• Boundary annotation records
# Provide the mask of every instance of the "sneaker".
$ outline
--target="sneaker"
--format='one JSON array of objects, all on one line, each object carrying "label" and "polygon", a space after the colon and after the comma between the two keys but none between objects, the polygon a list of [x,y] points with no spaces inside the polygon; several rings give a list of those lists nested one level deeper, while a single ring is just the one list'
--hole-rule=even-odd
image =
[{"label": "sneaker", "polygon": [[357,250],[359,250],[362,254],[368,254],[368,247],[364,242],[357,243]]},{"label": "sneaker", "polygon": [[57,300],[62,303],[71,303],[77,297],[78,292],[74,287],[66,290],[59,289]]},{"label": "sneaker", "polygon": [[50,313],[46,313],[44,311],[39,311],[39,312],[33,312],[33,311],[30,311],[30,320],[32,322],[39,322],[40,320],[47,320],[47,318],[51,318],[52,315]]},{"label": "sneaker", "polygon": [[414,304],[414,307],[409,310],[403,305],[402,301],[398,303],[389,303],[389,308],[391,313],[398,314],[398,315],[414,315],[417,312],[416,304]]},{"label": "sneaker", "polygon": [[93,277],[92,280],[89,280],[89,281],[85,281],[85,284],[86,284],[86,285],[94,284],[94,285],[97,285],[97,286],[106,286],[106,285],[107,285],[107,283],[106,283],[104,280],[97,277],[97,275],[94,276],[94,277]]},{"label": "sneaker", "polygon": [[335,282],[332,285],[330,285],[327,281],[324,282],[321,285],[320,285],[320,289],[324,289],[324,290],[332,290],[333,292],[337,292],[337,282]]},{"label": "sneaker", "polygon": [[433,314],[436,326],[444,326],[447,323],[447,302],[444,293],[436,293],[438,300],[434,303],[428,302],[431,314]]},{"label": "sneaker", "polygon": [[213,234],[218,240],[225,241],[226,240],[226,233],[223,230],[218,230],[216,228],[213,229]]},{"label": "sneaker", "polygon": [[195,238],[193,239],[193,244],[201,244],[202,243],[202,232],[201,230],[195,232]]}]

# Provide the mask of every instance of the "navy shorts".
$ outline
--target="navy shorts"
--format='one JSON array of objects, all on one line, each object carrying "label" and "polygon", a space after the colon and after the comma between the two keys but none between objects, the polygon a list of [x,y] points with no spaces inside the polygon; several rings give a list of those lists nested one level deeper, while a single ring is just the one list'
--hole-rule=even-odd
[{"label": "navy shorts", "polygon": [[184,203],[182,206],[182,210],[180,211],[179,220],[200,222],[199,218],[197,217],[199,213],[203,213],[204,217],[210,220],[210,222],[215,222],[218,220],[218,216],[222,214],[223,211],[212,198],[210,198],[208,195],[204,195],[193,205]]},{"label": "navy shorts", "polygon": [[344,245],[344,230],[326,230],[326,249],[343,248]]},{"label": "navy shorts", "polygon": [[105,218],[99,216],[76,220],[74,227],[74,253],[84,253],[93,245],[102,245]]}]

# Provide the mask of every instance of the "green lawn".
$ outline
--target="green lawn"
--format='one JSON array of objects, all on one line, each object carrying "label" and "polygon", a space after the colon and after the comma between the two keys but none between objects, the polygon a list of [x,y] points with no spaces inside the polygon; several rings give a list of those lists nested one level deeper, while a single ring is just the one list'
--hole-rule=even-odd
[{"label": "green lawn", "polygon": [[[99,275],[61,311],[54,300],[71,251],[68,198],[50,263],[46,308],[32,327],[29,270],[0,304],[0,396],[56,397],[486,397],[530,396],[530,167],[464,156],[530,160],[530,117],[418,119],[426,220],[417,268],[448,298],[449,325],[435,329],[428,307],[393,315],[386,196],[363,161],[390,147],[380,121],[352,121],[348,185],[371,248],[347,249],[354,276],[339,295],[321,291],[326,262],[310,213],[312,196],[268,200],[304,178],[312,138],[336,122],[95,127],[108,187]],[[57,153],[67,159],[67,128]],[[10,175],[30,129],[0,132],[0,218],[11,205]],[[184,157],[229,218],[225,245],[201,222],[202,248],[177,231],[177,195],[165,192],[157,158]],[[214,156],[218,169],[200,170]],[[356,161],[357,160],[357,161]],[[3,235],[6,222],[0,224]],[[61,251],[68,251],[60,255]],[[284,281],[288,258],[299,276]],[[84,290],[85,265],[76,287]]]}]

• WHAT YOU WILL DO
Write down the full listing again, exactly.

• RESULT BELOW
# Provide the mask of every instance of the "sneaker".
$ outline
--target="sneaker"
--format='one JSON array of objects, all on one line, each object carrying "label" and "polygon", a space after the colon and after the comma between the two keys but none between objects, the polygon a list of [x,y] points with no spaces inside the polygon; several rings give a list of those lists nested one level deeper, while a single ring is just the one list'
--hole-rule=even-odd
image =
[{"label": "sneaker", "polygon": [[357,250],[359,250],[362,254],[368,254],[368,247],[364,242],[357,243]]},{"label": "sneaker", "polygon": [[57,300],[62,303],[71,303],[77,297],[78,292],[74,287],[66,290],[59,289]]},{"label": "sneaker", "polygon": [[50,313],[46,313],[44,311],[39,311],[39,312],[33,312],[33,311],[30,311],[30,320],[32,322],[39,322],[40,320],[47,320],[47,318],[51,318],[52,315]]},{"label": "sneaker", "polygon": [[414,304],[414,307],[409,310],[403,305],[402,301],[398,303],[389,303],[389,308],[391,313],[398,314],[398,315],[414,315],[417,312],[416,304]]},{"label": "sneaker", "polygon": [[93,277],[92,280],[89,280],[89,281],[85,281],[85,284],[86,284],[86,285],[94,284],[94,285],[97,285],[97,286],[106,286],[106,285],[107,285],[107,283],[106,283],[104,280],[97,277],[97,275],[94,276],[94,277]]},{"label": "sneaker", "polygon": [[335,282],[332,285],[330,285],[327,281],[324,282],[321,285],[320,285],[320,289],[324,289],[324,290],[332,290],[333,292],[337,292],[337,282]]},{"label": "sneaker", "polygon": [[433,314],[436,326],[444,326],[447,323],[447,302],[444,293],[436,293],[438,300],[434,303],[428,302],[431,314]]},{"label": "sneaker", "polygon": [[213,234],[218,240],[225,241],[226,240],[226,233],[223,230],[218,230],[216,228],[213,229]]},{"label": "sneaker", "polygon": [[195,238],[193,239],[193,244],[201,244],[202,243],[202,232],[201,230],[195,232]]}]

# Provide the mask of every instance of the "navy shorts".
$ outline
--target="navy shorts"
--format='one JSON array of objects, all on one line, each object carrying "label" and "polygon", a space after the colon and after the comma between the two keys but none between objects, the polygon a list of [x,y] points with no spaces inside the polygon; several rings give a list of those lists nested one level deeper, while a single ring is just the one list'
--hole-rule=even-odd
[{"label": "navy shorts", "polygon": [[184,203],[182,206],[182,210],[180,211],[179,220],[200,222],[199,218],[197,217],[199,213],[203,213],[204,217],[210,220],[210,222],[215,222],[218,220],[218,216],[222,214],[223,211],[212,198],[210,198],[208,195],[204,195],[193,205]]},{"label": "navy shorts", "polygon": [[344,245],[344,230],[326,230],[326,249],[343,248]]},{"label": "navy shorts", "polygon": [[105,218],[99,216],[76,220],[74,227],[74,253],[84,253],[93,245],[102,245]]}]

# Provide the mask of every instance of the "green lawn".
$ outline
--target="green lawn"
--format='one JSON array of objects, all on one line, each object carrying "label" and "polygon", a space after the colon and after the comma between the two keys but none between objects, the polygon a list of [x,y] points with no spaces inside the polygon; several rings give a list of those lists nested one level deeper, while a single ring is just the one list'
--hole-rule=even-odd
[{"label": "green lawn", "polygon": [[[99,275],[61,311],[54,300],[71,251],[68,198],[50,263],[46,308],[32,327],[29,270],[0,304],[0,396],[56,397],[486,397],[530,396],[530,167],[464,156],[530,160],[530,117],[418,119],[426,220],[417,268],[448,298],[449,325],[435,329],[428,307],[393,315],[386,196],[363,161],[390,147],[380,121],[352,121],[348,185],[371,248],[347,249],[354,276],[339,295],[321,291],[326,262],[310,213],[312,196],[268,200],[304,178],[312,138],[336,122],[95,127],[108,187]],[[57,153],[67,159],[67,128]],[[10,175],[30,129],[0,132],[0,218],[11,205]],[[184,157],[229,218],[225,245],[201,222],[202,248],[177,231],[177,195],[165,192],[157,158]],[[214,156],[218,169],[200,170]],[[356,161],[357,160],[357,161]],[[3,235],[6,222],[0,224]],[[61,251],[68,251],[60,255]],[[284,281],[288,258],[299,276]],[[84,290],[85,265],[76,287]]]}]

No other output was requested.